---- Data records
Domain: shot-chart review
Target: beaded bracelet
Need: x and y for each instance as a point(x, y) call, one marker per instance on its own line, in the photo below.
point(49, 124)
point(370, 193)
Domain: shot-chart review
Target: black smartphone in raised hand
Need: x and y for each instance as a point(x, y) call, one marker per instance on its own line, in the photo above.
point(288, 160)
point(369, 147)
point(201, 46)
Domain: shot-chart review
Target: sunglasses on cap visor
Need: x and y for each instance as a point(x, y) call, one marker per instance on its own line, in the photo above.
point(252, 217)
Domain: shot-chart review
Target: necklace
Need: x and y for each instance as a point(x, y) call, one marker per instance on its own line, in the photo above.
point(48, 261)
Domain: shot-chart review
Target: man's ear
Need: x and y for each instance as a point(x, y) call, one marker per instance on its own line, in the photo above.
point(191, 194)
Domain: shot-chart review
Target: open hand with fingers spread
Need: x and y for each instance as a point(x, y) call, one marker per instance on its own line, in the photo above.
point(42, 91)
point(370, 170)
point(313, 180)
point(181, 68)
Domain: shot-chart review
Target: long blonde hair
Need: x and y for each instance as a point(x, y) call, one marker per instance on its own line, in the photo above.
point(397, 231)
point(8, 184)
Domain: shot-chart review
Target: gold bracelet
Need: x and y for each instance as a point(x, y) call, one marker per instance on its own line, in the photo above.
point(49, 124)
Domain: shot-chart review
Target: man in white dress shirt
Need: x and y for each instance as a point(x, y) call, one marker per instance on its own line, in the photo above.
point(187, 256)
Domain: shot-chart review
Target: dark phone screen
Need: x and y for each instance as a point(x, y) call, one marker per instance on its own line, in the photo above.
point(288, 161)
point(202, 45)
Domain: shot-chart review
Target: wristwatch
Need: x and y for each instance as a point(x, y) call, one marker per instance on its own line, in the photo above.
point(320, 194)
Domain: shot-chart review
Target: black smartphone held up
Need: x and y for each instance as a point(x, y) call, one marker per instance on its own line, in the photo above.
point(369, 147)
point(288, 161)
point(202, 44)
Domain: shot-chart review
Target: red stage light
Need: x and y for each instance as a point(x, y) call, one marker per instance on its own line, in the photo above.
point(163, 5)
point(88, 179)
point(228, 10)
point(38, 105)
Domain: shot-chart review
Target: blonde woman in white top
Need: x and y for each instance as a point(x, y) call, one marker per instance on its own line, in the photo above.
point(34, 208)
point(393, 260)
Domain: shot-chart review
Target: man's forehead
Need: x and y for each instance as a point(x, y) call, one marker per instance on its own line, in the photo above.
--------
What this task involves: Swap "beaded bracelet" for "charm bracelet" in everything from the first line down to the line containing "point(370, 193)", and give back only those lines with nothing else changed.

Exercise solution:
Domain: shot-chart review
Target: charm bracelet
Need: x and y for each instance as a point(x, y) call, one marker per instance on its own line, in the photo below.
point(49, 124)
point(370, 193)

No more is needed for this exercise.